▶ _EXERCISE PROMPT_
Lay out the lines as a Markdown table with the columns Row and Line, from the line that contains "in white top?" through the end of the records, skipping blank lines.

▶ _MATERIAL SHOWN_
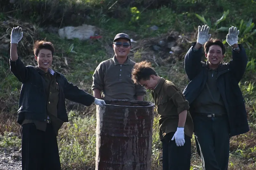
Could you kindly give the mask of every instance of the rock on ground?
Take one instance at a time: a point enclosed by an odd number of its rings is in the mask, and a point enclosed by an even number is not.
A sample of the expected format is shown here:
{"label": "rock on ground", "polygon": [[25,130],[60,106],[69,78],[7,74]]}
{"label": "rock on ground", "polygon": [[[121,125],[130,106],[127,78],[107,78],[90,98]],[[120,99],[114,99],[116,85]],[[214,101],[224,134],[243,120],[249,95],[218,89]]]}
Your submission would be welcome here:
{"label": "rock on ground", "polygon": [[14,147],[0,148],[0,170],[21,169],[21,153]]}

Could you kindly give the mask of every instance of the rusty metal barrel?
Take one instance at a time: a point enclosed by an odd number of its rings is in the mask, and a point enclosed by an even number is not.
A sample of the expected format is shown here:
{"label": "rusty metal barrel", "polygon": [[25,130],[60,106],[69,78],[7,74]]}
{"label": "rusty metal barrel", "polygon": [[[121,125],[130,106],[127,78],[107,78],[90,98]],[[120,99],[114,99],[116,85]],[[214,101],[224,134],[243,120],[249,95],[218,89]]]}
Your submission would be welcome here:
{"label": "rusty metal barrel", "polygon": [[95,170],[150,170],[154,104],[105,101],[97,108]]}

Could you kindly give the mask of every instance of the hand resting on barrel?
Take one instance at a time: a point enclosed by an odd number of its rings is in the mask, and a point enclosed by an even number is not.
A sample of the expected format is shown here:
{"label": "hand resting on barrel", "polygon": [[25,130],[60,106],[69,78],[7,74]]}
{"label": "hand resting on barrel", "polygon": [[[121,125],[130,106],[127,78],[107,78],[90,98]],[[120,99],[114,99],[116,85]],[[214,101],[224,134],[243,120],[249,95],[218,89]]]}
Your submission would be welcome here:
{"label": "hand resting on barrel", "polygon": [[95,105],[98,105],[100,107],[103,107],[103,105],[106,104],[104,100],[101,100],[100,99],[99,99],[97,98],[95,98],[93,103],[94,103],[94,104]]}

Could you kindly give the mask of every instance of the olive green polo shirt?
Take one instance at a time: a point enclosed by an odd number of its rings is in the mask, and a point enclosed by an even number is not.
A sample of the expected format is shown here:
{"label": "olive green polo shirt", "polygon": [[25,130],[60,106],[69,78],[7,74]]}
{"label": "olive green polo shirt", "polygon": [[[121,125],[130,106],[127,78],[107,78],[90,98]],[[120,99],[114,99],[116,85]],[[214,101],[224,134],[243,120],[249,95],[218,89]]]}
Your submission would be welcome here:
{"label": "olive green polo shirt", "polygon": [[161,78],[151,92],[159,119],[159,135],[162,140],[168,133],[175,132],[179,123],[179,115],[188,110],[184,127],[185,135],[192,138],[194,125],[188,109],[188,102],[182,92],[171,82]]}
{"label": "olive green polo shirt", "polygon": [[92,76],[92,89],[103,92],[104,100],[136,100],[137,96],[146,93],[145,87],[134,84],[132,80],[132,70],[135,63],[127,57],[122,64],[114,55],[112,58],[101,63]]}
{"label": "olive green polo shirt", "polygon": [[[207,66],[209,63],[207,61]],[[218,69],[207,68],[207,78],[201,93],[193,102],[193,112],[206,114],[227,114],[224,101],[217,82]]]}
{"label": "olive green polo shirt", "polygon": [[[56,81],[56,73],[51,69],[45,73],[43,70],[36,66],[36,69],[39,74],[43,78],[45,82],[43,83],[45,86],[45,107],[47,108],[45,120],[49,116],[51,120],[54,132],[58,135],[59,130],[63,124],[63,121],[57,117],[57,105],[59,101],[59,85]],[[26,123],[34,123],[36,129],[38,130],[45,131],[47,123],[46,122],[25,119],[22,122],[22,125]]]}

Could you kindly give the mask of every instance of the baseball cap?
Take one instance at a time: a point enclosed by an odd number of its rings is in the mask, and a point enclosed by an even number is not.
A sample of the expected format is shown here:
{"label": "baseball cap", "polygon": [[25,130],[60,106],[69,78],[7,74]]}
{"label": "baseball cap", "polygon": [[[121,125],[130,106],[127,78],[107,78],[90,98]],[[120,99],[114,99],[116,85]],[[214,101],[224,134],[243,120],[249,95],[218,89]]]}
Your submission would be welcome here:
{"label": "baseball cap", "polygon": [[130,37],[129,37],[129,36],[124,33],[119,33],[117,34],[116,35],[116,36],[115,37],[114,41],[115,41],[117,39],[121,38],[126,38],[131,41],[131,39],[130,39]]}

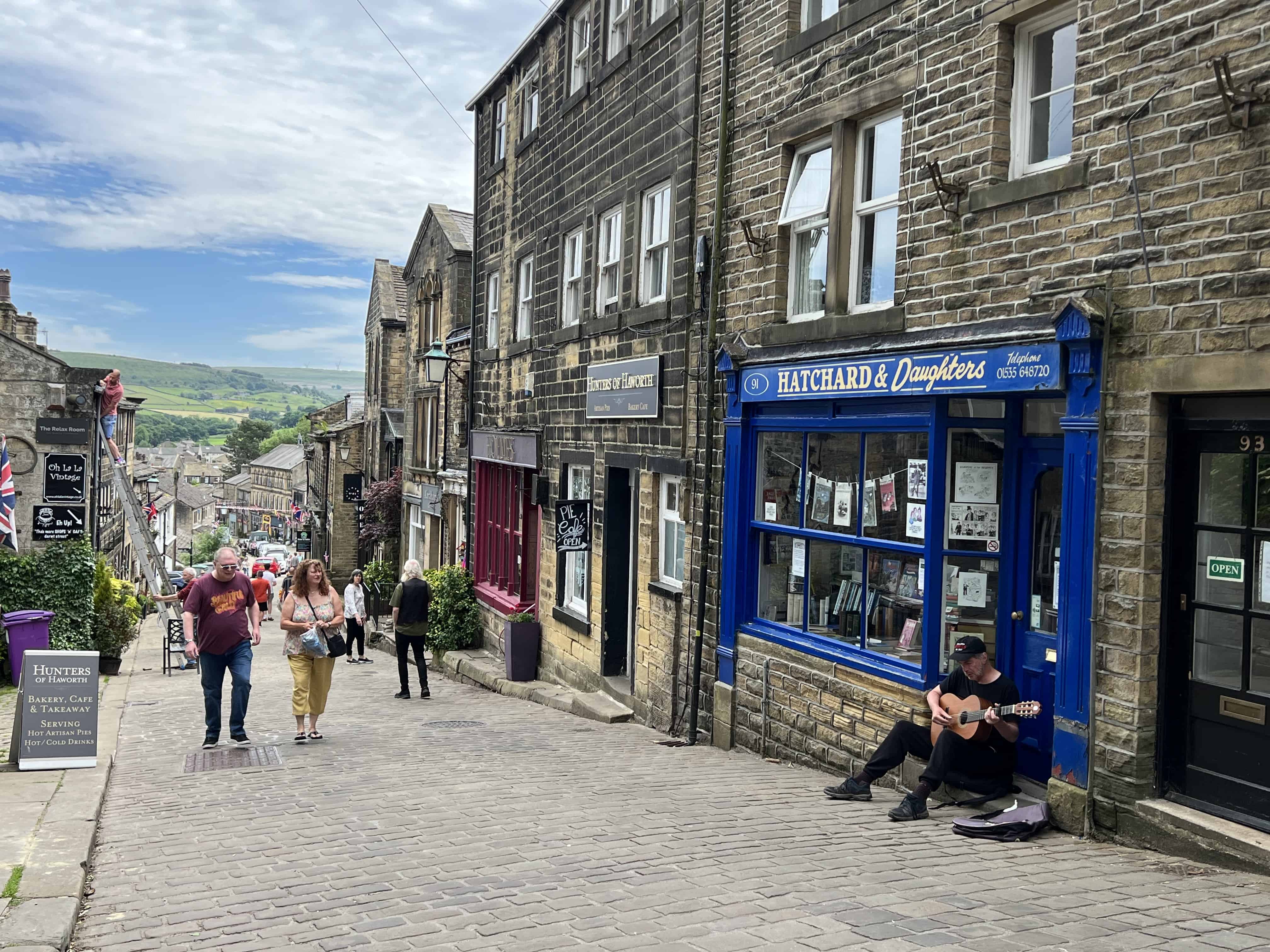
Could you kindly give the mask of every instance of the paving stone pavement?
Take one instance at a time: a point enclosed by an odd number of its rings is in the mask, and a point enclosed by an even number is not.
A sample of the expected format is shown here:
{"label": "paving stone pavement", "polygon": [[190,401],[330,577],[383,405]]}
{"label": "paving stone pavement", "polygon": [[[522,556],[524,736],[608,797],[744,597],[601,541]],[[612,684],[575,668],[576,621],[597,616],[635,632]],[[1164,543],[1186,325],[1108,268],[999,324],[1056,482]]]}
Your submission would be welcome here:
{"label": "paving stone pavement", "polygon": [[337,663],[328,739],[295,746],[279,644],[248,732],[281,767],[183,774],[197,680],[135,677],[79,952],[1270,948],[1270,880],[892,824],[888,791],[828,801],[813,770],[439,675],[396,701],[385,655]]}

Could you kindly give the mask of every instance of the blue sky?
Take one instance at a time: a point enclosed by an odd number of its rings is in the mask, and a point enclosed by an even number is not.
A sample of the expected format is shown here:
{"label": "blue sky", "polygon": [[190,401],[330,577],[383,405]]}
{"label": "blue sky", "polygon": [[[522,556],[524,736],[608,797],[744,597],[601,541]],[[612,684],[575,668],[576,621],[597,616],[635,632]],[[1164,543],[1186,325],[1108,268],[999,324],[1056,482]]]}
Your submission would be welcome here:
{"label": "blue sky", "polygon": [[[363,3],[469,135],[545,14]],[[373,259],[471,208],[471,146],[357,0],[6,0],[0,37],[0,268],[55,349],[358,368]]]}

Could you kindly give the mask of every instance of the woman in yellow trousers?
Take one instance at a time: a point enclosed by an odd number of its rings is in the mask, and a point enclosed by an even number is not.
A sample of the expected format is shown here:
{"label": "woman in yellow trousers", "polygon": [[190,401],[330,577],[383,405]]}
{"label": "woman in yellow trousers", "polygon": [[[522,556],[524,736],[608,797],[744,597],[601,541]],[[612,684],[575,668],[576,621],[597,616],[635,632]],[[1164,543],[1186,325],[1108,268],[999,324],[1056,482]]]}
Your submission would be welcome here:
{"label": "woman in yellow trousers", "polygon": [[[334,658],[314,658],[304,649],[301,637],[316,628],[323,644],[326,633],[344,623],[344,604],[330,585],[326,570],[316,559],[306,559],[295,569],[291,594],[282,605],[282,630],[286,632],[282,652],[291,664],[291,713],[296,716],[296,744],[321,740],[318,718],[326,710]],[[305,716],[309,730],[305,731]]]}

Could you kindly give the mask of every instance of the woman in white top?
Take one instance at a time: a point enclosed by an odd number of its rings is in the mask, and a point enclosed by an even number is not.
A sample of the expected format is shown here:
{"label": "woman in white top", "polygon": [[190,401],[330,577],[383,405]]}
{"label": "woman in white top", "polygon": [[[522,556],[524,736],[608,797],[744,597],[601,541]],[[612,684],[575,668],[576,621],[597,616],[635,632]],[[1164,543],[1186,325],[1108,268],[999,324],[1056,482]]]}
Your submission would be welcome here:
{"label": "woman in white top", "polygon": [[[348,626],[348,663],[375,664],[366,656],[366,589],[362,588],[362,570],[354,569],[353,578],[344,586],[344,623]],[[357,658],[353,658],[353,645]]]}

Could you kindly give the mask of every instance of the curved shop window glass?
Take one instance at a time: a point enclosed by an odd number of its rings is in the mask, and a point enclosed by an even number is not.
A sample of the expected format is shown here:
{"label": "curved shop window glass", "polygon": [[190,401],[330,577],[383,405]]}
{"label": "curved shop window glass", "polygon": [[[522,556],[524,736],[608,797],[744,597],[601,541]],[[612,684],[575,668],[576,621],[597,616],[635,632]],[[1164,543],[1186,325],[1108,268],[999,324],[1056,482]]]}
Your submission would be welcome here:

▶ _RESPONSE FOR THIS EXERCISE_
| Row | Line |
|---|---|
| 1 | Could you kindly give the mask of every instance of the woman in white top? |
| 2 | Take one instance at a time: a point enclosed by an odd number of its rings is in the mask, and a point enclosed by an even number is not. |
| 3 | A sample of the expected format is shown here: |
| 4 | {"label": "woman in white top", "polygon": [[190,401],[330,577],[383,405]]} |
| 5 | {"label": "woman in white top", "polygon": [[[522,556],[524,736],[608,797],[744,597],[601,541]],[[612,684],[575,668],[576,621],[597,616],[635,632]],[[1164,543],[1186,325],[1108,268],[999,324],[1056,482]]]} |
| 6 | Your submission would be welcome here: |
| 7 | {"label": "woman in white top", "polygon": [[[348,626],[348,663],[375,664],[366,656],[366,589],[362,588],[362,570],[354,569],[353,578],[344,586],[344,623]],[[357,658],[353,658],[353,645]]]} |
| 8 | Could you kindly give the mask of every instance of the curved shop window glass? |
| 9 | Take one instance at a time: a point enclosed by an odd number of its rings is in the mask, and a point enclosed by an even number is not. |
| 10 | A sample of the expected format is shown here: |
| 11 | {"label": "curved shop window glass", "polygon": [[190,401],[330,577],[383,405]]} |
| 12 | {"label": "curved shop window glass", "polygon": [[[522,556],[524,736],[608,797],[744,597],[601,541]],[[612,684],[575,668],[576,621],[597,616],[635,632]],[[1164,543],[1186,325],[1108,268],[999,324],[1056,482]]]} |
| 13 | Your submission would be welcome here: |